The request: Beginning at the line containing "Where can the flower center", output every line to the end of the data below exactly as it appears.

-------- Supplied records

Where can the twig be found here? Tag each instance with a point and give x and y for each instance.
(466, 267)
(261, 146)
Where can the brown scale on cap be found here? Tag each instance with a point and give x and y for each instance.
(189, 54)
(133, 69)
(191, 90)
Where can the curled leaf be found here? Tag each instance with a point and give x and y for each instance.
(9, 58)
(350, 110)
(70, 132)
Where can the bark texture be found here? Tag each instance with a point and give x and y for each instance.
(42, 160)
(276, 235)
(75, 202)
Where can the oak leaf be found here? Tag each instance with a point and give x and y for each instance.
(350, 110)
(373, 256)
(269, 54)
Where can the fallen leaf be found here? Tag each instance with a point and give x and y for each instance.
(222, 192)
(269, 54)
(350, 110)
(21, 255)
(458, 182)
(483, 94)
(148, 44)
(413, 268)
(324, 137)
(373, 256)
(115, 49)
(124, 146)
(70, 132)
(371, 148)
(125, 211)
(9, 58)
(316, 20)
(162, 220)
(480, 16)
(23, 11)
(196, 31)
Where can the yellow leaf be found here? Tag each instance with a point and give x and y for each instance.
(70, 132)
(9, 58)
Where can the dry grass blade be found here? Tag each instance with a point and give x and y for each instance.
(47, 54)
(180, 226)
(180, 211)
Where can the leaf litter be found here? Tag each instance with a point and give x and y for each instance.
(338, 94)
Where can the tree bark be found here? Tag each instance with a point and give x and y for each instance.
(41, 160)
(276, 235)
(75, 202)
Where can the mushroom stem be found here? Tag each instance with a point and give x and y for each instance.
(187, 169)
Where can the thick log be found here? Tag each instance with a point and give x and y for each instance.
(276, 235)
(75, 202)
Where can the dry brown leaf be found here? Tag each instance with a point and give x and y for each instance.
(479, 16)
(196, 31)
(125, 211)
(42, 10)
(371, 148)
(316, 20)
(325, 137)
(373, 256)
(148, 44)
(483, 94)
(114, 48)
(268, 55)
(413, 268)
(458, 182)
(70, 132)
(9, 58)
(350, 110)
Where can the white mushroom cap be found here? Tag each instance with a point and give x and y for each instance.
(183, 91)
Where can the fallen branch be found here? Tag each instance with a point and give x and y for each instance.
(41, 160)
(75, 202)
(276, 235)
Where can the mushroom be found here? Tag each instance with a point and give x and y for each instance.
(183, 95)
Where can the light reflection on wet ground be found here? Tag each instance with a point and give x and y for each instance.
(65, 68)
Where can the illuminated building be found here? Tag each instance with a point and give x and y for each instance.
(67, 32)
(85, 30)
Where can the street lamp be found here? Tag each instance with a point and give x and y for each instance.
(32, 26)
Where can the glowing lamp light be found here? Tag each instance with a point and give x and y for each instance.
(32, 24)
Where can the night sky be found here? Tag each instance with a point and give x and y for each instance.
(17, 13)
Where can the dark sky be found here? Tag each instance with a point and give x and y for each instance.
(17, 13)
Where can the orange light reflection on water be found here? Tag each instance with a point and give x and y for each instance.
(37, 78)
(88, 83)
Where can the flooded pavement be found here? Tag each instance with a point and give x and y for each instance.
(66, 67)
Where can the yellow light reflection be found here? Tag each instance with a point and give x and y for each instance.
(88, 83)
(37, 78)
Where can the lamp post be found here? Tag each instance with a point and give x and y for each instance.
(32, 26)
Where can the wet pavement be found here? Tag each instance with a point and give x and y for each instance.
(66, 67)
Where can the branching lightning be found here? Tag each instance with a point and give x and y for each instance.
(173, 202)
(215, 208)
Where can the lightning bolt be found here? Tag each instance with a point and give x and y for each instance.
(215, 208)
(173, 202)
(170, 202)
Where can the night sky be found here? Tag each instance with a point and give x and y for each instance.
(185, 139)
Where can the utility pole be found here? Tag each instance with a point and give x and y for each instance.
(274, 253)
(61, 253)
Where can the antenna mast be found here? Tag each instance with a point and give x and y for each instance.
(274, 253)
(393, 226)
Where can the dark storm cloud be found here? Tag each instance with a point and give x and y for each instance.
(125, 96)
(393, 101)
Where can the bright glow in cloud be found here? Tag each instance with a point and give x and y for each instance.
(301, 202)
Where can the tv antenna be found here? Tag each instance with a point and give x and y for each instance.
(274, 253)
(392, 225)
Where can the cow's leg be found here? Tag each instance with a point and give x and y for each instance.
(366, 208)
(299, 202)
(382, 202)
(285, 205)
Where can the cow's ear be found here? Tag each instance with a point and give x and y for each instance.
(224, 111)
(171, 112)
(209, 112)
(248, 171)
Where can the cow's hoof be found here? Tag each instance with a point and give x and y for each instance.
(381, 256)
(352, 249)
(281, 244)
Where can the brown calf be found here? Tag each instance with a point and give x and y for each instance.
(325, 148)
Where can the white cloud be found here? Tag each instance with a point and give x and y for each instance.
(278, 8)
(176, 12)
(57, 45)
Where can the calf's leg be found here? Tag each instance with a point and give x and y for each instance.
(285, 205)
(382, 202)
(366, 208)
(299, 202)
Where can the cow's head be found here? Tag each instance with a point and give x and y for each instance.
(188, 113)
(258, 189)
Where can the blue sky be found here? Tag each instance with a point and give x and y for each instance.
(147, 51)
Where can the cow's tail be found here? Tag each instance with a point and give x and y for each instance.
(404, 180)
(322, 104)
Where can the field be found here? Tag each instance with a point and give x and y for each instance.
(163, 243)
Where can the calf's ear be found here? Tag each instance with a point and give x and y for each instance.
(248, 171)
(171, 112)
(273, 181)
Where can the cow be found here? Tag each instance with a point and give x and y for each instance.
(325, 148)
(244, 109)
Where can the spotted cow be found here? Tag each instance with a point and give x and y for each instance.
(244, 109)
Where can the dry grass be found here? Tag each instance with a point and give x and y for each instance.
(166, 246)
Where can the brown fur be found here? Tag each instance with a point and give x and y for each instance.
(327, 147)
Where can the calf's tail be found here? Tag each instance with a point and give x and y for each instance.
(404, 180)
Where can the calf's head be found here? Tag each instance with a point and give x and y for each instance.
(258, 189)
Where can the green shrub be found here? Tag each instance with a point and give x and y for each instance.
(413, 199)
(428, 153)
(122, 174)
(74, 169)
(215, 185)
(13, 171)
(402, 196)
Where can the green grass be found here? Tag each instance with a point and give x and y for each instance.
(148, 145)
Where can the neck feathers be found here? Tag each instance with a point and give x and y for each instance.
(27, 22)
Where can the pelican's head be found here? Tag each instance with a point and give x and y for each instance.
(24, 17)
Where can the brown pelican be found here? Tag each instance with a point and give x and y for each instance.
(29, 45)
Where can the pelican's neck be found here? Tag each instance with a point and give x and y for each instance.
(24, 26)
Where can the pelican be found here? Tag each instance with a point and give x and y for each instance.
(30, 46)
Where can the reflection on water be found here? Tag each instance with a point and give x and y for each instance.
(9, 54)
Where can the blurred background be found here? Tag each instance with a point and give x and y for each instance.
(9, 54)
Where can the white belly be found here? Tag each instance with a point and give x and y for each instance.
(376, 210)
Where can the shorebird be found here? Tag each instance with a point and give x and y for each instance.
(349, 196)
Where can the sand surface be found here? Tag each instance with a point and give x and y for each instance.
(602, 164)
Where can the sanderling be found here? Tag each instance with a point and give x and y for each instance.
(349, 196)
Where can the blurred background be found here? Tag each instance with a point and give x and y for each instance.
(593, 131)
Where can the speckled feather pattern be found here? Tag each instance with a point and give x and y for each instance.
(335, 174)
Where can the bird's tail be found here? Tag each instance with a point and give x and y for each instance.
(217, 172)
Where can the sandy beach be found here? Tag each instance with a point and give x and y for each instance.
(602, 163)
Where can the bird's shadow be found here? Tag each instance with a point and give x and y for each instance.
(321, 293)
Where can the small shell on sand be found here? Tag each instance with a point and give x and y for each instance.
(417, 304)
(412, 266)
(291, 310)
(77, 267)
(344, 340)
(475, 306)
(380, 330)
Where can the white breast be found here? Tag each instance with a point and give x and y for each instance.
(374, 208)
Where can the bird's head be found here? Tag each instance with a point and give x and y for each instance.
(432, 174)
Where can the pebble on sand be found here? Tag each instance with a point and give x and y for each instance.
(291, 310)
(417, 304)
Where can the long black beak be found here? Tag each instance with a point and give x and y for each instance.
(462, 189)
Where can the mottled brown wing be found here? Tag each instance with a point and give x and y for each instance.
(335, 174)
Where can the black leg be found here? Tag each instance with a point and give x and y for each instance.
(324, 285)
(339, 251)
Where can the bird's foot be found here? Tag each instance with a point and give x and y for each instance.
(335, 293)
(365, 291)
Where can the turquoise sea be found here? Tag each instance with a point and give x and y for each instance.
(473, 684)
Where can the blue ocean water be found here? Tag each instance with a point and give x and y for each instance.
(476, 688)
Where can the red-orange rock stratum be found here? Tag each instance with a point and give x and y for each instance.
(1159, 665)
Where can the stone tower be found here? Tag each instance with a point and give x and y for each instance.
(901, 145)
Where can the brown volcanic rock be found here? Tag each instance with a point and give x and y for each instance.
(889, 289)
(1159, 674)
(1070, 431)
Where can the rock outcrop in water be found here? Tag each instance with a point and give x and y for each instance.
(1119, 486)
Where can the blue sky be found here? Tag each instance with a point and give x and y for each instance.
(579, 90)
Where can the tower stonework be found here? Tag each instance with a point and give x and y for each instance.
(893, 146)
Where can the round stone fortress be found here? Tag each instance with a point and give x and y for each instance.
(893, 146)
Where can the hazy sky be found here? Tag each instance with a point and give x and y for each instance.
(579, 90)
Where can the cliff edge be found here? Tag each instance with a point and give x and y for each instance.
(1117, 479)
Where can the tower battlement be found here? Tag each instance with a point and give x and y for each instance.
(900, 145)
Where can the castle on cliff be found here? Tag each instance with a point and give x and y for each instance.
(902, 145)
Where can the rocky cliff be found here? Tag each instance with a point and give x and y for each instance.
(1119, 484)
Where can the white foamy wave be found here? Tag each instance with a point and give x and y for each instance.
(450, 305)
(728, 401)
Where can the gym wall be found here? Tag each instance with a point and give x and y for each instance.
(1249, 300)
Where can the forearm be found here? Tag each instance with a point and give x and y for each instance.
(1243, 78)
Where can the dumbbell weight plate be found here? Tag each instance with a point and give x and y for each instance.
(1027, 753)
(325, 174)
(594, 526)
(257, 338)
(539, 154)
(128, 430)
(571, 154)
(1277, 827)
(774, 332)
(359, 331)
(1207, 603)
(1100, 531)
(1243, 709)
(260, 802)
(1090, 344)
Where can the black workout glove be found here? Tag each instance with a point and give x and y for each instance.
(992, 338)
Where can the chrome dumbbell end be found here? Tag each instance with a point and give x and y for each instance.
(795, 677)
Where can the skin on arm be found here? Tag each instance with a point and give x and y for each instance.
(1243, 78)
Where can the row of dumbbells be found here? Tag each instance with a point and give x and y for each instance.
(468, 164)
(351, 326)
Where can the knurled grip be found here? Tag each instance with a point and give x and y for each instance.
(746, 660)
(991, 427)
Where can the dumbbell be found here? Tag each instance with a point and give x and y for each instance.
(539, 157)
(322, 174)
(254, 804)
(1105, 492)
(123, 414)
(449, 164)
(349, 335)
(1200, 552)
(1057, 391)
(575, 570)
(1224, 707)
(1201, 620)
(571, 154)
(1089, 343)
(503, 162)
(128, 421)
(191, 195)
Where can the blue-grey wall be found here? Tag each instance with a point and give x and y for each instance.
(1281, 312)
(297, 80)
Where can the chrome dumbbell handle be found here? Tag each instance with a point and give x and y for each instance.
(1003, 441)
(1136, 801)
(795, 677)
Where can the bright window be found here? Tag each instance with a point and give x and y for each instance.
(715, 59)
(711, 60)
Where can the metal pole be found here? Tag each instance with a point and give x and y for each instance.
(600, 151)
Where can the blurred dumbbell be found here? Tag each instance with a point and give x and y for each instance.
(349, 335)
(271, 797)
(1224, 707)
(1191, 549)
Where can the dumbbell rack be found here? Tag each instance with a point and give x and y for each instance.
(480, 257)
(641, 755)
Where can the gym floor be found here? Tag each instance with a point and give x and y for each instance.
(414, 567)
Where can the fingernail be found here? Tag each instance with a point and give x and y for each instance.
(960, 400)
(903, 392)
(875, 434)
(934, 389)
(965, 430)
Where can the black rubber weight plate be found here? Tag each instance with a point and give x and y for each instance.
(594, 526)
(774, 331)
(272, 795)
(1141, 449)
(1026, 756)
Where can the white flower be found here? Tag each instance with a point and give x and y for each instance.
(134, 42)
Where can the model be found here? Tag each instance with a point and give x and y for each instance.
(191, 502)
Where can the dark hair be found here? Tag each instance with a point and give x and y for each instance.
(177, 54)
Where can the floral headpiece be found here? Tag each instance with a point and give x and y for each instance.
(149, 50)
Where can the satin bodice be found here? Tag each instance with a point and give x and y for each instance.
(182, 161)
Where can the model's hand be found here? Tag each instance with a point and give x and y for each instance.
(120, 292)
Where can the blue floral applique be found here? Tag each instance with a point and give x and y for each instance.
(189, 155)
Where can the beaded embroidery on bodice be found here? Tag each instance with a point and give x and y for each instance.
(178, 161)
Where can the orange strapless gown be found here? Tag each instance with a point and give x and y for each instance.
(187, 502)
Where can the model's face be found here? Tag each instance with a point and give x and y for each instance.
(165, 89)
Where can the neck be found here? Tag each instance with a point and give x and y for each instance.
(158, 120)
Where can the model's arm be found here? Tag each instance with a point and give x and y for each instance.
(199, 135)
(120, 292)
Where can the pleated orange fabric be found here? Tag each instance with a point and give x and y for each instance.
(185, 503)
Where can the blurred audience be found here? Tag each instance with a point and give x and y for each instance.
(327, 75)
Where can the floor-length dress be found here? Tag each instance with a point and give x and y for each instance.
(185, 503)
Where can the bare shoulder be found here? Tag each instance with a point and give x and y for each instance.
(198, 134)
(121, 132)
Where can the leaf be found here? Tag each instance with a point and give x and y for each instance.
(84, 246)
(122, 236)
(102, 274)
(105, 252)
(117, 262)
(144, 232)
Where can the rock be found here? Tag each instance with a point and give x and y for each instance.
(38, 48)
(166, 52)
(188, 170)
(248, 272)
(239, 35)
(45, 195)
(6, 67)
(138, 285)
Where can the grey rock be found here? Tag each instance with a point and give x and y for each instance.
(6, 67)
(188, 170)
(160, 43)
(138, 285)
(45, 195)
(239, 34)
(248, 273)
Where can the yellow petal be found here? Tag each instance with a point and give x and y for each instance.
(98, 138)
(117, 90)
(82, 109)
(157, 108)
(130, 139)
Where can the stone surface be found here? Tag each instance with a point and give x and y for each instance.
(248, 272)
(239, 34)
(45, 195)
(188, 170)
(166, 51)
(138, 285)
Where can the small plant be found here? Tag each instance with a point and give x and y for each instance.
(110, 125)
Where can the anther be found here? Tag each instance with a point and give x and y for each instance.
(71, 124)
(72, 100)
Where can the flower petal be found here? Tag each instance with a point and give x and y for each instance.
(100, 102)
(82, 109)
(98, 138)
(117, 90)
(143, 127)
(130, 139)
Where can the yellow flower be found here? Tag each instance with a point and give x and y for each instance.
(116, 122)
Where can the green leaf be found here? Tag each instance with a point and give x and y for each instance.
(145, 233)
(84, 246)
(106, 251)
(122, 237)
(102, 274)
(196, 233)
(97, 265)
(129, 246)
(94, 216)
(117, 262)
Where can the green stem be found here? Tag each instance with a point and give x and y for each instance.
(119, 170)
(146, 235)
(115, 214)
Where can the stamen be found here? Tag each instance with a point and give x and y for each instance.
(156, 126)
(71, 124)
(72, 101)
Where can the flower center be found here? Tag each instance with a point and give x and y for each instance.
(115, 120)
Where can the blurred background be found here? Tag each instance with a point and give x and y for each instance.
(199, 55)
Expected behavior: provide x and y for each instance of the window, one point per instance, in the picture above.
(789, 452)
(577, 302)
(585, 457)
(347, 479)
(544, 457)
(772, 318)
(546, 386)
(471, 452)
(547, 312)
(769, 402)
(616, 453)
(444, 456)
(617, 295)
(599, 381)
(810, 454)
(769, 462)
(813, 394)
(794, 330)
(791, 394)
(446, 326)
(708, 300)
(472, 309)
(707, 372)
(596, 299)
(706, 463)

----------------

Exercise result:
Where can the flower center be found here? Tag each instance with a point and give x and y for each instance.
(115, 120)
Where can the blurred background be found here? Tag each instance with a point and give x and y for each instance.
(199, 55)
Expected behavior: provide x and y for each instance of the window, one point per instance, in the picture above.
(789, 452)
(577, 302)
(585, 457)
(347, 479)
(544, 457)
(772, 318)
(546, 386)
(471, 452)
(547, 312)
(769, 402)
(616, 453)
(444, 456)
(617, 295)
(599, 381)
(810, 454)
(769, 462)
(813, 394)
(794, 330)
(791, 394)
(446, 326)
(708, 300)
(472, 309)
(707, 372)
(596, 299)
(706, 463)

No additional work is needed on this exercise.